- Excerto fornecido:

------------------------------------------------

A sinceridade compensa?

Os espalha brasas das redes sociais e de alguma imprensa viverão alguns momentos de glória mas cairão no descrédito. Os influenciadores venderão banha da cobra a parecer informação, mas pouco serão relembrados pela vida e obra. Os grandes vinhos, obtidos nos grandes anos, entrarão na história e permanecerão como referências de um país, de uma região, de um autor. Os supostos grandes vinhos de anos de qualidade questionável serão golpes de sorte ou estranhos casos de sucesso, que raramente serão perpetuados na memória coletiva.

 

Mentir é feio. Essa será porventura uma das primeiras lições que nos ensinam em criança, sempre com o fito de criar uma saudável relação de confiança, que se pretende mútua e duradoura, de preferência à prova de bala. Já em adulto aprendemos a lidar e até a perdoar a mentirinha piedosa. Acaba por tornar tudo mais fácil, não obriga a grandes confrontações, muito menos a substanciar a divergência de opiniões ou de decisões.
Uns povos toleram mais isso do que outros. Por exemplo, admiro a forma quase sempre frontal com que alguns anglo-saxónicos tratam a mentira – evitam-na, optando pela sinceridade. Se isso custar um torcer de nariz ou um esbatimento de rosto na outra pessoa, paciência. Como diz o ditado, quem diz a verdade não merece castigo.


Somos por cá muito de paninhos quentes, numa espécie de linha de fronteira que chega frequentemente a roçar a falta de coragem, nalguns casos, e mesmo a hipocrisia, noutros. Há ainda casos e povos que gostam de levar a tal mentirinha piedosa ao cúmulo do exagero, tendo a capacidade de dizer olhos nos olhos que se apreciou muito determinada ideia ou gesto para, no segundo a seguir ao voltar de costas, destruir-se por completo o que se acabou de elogiar. Dupla personalidade? Casos compulsivos de mentira? Talvez o sejam mas, sinceramente, parecem-me traços de comportamento intrinsecamente ligados ao ADN de determinadas sociedades, algo que vai transitando de geração em geração, com tolerância geral em determinado meio.

------------------------------------------------

- Linhas listadas:

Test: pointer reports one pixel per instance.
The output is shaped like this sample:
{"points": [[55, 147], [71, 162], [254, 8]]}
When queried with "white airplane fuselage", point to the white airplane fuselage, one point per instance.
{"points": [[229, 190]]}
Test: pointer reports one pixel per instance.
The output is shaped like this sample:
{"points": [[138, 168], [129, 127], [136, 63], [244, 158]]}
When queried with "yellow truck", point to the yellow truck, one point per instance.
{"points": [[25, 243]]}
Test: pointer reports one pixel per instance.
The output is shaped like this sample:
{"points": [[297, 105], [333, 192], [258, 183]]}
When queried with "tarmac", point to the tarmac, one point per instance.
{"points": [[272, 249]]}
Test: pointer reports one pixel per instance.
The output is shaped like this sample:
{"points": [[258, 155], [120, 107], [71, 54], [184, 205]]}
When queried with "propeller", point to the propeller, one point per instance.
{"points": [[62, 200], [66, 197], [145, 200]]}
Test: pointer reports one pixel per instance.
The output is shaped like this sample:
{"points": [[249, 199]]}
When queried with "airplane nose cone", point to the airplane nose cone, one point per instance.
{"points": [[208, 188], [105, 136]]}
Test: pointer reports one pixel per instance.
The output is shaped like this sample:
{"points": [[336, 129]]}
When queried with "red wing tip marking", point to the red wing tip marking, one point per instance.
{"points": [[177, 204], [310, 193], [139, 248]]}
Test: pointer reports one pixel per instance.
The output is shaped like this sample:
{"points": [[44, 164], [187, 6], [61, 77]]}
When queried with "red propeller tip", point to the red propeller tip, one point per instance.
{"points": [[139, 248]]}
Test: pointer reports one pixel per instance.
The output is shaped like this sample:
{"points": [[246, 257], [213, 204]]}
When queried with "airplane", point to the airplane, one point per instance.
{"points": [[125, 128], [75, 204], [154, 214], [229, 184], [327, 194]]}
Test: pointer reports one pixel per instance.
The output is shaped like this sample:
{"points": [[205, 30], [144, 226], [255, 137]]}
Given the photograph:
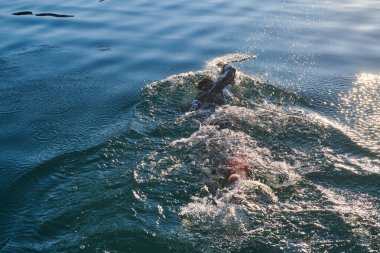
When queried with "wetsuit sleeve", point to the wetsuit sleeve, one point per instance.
{"points": [[227, 77]]}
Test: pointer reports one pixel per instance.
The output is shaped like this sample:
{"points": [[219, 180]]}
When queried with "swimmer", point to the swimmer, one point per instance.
{"points": [[214, 92], [235, 169]]}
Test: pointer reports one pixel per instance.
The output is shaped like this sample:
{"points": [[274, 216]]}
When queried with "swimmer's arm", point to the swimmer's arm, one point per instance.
{"points": [[227, 76]]}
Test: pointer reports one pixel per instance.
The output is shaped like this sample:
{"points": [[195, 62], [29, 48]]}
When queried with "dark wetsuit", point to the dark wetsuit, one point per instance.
{"points": [[214, 95]]}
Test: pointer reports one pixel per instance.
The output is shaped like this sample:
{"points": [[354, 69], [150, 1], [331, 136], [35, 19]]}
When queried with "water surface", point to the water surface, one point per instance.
{"points": [[96, 155]]}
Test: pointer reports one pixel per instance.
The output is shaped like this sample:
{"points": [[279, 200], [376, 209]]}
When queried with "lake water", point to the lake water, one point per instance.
{"points": [[96, 155]]}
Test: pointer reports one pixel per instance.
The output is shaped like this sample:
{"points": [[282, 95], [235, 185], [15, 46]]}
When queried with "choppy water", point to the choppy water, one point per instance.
{"points": [[96, 155]]}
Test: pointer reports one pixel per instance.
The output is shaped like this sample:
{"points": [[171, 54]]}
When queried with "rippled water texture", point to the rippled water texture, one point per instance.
{"points": [[96, 154]]}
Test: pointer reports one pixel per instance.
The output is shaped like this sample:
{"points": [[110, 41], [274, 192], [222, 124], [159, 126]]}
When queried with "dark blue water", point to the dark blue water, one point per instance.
{"points": [[96, 155]]}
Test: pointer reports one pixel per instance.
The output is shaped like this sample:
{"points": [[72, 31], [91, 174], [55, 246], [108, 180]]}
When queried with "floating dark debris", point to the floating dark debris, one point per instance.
{"points": [[23, 13], [43, 14]]}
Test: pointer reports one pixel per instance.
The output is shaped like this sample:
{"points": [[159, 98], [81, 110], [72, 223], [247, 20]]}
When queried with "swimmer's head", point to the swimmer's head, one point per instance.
{"points": [[234, 178], [205, 84]]}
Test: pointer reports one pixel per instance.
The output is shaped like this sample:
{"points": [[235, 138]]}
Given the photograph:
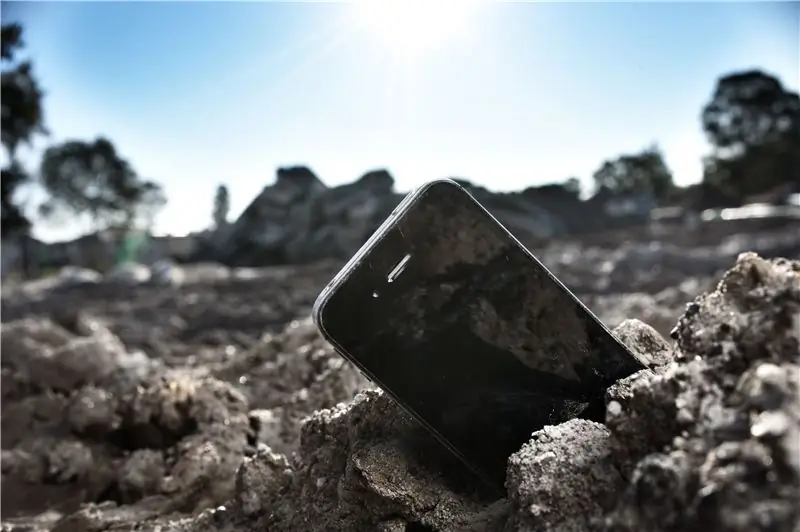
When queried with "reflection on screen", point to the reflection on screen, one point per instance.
{"points": [[474, 336]]}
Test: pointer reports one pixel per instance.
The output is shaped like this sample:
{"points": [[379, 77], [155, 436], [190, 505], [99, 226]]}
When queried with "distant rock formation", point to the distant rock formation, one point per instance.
{"points": [[298, 219]]}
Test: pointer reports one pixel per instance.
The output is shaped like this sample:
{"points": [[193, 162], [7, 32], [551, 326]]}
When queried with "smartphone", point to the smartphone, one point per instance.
{"points": [[456, 320]]}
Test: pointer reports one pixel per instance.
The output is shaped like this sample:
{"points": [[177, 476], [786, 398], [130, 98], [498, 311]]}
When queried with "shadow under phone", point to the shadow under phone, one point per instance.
{"points": [[455, 319]]}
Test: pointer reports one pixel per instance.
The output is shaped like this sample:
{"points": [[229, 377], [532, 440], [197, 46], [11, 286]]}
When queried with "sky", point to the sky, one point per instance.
{"points": [[507, 95]]}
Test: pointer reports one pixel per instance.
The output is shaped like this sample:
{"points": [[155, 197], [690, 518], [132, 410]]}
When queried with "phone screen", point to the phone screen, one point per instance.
{"points": [[464, 327]]}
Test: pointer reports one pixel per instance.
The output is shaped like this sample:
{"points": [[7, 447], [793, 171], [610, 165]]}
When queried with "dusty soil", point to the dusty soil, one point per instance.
{"points": [[215, 405]]}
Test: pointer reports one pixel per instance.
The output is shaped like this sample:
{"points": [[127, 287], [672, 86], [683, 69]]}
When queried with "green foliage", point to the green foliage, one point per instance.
{"points": [[91, 177], [13, 219], [644, 172], [573, 185], [221, 206], [23, 115], [753, 124], [22, 119]]}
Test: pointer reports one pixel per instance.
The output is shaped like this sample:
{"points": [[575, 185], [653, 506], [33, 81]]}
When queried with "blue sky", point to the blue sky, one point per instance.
{"points": [[196, 94]]}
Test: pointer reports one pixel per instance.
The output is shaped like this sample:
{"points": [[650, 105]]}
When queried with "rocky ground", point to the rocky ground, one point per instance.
{"points": [[208, 401]]}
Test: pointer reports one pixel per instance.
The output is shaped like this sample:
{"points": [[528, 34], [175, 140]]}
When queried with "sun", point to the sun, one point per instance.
{"points": [[411, 28]]}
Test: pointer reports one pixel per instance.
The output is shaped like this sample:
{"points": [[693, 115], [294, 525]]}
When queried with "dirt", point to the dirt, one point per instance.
{"points": [[215, 405]]}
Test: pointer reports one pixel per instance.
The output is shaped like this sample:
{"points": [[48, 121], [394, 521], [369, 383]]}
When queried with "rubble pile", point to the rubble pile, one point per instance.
{"points": [[215, 405]]}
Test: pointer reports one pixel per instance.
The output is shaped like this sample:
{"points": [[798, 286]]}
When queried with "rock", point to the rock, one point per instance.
{"points": [[166, 272], [75, 276], [724, 456], [128, 274], [564, 478], [299, 219], [246, 419], [649, 346]]}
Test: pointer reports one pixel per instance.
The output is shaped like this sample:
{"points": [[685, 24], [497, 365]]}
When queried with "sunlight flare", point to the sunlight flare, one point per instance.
{"points": [[413, 27]]}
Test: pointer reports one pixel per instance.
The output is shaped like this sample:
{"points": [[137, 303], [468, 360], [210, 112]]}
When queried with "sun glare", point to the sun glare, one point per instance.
{"points": [[413, 27]]}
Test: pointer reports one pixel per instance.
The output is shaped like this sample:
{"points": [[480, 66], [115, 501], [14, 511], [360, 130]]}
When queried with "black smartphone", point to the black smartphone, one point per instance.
{"points": [[456, 320]]}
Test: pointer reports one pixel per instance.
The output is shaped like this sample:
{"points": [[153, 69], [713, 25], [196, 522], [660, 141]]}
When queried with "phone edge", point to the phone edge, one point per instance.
{"points": [[341, 277], [386, 226], [388, 223]]}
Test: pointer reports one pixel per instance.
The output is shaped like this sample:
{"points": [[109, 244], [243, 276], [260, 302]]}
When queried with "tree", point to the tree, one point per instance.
{"points": [[91, 177], [753, 124], [644, 172], [13, 219], [222, 206], [22, 118], [22, 111], [573, 185]]}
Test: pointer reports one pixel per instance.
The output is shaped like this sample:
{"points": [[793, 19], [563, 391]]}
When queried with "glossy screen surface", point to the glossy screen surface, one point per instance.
{"points": [[475, 337]]}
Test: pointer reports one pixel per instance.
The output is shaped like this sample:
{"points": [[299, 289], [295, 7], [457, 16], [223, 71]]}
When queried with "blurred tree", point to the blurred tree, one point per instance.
{"points": [[13, 219], [91, 177], [22, 118], [222, 206], [753, 124], [636, 173], [573, 185]]}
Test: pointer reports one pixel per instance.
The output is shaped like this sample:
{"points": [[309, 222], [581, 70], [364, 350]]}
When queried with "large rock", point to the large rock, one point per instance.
{"points": [[706, 438], [298, 219]]}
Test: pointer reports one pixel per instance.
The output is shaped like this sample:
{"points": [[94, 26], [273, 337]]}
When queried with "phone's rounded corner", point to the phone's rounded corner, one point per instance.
{"points": [[447, 181], [318, 308]]}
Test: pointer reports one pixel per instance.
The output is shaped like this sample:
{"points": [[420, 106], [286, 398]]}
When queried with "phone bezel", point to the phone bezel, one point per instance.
{"points": [[388, 225]]}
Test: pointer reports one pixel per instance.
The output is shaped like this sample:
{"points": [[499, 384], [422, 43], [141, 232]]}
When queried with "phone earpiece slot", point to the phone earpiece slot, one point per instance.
{"points": [[398, 268]]}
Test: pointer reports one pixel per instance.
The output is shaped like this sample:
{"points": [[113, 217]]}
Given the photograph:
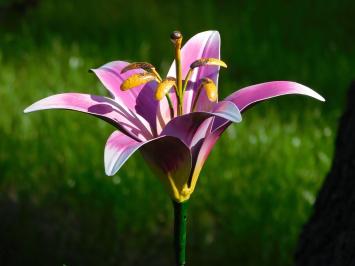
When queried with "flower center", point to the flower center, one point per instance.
{"points": [[178, 85]]}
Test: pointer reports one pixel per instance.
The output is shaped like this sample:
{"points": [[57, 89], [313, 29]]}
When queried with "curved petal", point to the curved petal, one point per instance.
{"points": [[203, 44], [208, 134], [102, 107], [139, 99], [185, 127], [263, 91]]}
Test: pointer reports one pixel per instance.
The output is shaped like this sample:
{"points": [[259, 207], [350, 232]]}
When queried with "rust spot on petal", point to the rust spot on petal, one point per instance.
{"points": [[143, 65], [137, 80], [208, 62]]}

------------------------------------------------

- O que se pede:
Reescreva o texto sobre a sinceridade desde "Mentir é feio." até "ou de decisões.", inclusive, trocando "confiança" por "cumplicidade".

- O resultado:
Mentir é feio. Essa será porventura uma das primeiras lições que nos ensinam em criança, sempre com o fito de criar uma saudável relação de cumplicidade, que se pretende mútua e duradoura, de preferência à prova de bala. Já em adulto aprendemos a lidar e até a perdoar a mentirinha piedosa. Acaba por tornar tudo mais fácil, não obriga a grandes confrontações, muito menos a substanciar a divergência de opiniões ou de decisões.